## EXERCISE DETAILS
Look through the material below and copy exactly the lines from the line with "Target: woman in blue jacket" to the line with "Target: stone railing", those two lines included.

## EXTRACTED MATERIAL
────────

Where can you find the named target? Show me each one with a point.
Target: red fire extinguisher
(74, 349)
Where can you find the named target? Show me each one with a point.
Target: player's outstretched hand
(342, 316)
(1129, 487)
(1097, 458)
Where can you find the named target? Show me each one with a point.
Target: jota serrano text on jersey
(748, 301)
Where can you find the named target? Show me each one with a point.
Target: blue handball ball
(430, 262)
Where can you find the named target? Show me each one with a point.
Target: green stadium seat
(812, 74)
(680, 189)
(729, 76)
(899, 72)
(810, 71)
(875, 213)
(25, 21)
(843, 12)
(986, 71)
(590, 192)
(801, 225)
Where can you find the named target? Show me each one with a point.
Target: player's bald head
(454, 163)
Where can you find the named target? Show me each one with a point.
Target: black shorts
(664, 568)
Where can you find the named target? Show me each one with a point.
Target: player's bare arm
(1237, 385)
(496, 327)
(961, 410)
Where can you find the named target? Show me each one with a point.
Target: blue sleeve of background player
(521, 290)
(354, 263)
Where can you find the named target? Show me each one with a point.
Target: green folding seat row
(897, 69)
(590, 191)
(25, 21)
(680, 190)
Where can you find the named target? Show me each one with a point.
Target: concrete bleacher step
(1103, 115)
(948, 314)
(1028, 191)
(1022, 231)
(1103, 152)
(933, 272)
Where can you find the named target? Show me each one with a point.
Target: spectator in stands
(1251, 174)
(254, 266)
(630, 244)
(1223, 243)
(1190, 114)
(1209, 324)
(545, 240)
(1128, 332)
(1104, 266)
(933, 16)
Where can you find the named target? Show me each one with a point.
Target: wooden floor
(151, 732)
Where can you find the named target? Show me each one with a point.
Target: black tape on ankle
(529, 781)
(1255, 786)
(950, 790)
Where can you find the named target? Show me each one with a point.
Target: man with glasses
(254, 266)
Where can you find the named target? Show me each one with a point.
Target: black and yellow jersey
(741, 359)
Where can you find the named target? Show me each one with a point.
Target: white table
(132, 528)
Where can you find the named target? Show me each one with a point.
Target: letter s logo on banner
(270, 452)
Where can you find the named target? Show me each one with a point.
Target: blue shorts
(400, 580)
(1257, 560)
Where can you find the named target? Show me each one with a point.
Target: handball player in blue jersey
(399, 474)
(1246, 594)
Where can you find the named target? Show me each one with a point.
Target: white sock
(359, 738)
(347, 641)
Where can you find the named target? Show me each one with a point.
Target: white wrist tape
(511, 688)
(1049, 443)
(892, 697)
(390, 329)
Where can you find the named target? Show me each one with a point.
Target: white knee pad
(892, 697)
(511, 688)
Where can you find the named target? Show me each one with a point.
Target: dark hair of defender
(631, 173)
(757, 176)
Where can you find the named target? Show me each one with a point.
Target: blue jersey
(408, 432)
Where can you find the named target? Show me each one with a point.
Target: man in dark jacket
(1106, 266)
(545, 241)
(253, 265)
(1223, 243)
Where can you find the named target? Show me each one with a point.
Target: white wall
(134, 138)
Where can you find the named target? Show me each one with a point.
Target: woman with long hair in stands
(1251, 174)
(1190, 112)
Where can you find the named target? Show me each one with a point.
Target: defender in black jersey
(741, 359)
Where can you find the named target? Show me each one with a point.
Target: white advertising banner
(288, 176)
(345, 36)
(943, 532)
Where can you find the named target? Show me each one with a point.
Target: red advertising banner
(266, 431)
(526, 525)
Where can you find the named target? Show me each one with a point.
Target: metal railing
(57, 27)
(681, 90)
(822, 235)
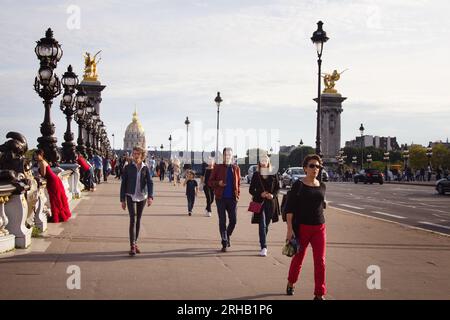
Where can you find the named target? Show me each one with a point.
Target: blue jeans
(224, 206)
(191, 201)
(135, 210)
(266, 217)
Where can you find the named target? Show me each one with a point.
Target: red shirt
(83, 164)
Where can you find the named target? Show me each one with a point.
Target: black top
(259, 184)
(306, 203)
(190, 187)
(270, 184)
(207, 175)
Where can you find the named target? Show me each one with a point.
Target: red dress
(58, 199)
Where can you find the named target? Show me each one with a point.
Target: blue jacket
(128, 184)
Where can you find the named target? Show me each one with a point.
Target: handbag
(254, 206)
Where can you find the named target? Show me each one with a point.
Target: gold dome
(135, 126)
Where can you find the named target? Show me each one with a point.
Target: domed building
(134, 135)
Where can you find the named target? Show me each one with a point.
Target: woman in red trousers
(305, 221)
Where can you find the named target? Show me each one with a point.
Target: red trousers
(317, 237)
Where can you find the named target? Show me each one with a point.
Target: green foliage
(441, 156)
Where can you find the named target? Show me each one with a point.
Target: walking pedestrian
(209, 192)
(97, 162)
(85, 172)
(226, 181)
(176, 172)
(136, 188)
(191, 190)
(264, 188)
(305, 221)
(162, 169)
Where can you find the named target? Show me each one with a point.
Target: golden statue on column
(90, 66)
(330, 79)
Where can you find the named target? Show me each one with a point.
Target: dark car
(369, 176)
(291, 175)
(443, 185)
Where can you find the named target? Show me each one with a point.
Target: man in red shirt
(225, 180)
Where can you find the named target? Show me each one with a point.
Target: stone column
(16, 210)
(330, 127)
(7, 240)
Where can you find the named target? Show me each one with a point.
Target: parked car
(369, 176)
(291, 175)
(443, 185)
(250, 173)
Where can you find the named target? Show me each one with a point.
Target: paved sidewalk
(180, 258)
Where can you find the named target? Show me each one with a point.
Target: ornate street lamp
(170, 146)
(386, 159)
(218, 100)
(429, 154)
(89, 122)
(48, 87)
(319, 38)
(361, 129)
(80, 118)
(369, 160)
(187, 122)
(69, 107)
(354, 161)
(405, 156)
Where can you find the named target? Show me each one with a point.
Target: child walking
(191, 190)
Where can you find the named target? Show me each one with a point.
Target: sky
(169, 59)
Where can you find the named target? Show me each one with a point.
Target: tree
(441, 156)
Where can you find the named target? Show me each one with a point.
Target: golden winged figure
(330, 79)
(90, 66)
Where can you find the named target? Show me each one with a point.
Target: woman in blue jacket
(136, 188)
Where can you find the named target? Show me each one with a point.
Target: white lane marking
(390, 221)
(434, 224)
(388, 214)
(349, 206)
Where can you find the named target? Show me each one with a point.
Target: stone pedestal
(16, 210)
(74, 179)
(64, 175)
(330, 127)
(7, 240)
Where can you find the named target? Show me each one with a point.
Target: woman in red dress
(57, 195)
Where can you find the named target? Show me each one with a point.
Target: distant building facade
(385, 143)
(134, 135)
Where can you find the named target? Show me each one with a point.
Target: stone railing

────────

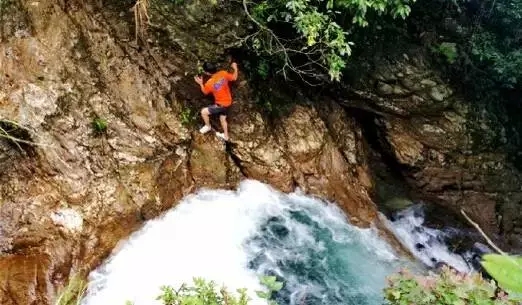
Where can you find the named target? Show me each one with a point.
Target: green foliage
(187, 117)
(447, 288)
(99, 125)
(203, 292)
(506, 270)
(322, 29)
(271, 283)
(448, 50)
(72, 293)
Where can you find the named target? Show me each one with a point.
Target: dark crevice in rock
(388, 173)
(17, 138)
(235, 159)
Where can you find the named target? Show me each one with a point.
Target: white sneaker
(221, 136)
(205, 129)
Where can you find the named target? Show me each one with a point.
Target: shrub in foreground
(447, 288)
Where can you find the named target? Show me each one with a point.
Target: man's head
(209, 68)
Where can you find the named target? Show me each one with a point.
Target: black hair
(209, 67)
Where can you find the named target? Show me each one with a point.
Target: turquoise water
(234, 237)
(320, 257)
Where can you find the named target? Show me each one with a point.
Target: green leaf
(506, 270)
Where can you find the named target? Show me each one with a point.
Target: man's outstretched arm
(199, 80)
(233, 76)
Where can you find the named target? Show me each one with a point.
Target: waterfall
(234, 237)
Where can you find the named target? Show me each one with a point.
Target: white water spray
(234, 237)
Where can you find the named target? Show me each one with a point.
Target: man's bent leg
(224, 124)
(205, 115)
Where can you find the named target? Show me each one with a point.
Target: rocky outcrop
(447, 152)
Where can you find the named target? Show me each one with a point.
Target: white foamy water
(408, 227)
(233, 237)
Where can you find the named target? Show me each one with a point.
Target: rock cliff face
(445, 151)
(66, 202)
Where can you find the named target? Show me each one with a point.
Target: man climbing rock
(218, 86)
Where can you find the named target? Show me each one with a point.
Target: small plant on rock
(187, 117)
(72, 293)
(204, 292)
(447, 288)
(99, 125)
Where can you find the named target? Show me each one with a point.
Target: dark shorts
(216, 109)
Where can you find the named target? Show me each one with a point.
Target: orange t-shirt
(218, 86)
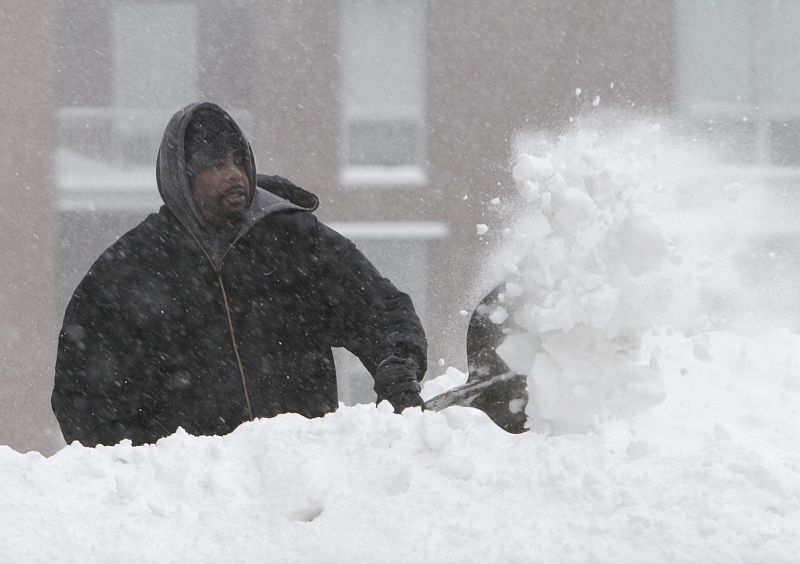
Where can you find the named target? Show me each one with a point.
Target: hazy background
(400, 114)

────────

## ANSWER SECTION
Target: woman in blue jacket
(136, 188)
Where can you find the named target? Show me each one with a point.
Target: white lane marking
(390, 221)
(434, 224)
(388, 214)
(349, 206)
Where can you find the named target? Show me each one with a point.
Target: stone pedestal
(16, 210)
(74, 179)
(64, 175)
(330, 127)
(7, 240)
Where can you find the named target? Show me each one with a point.
Target: woman in red dress
(57, 195)
Where can you find the named target? Show me each one with a point.
Target: distant building facade
(385, 143)
(134, 135)
Where can you find the named target? Show me each one with a point.
Target: stone railing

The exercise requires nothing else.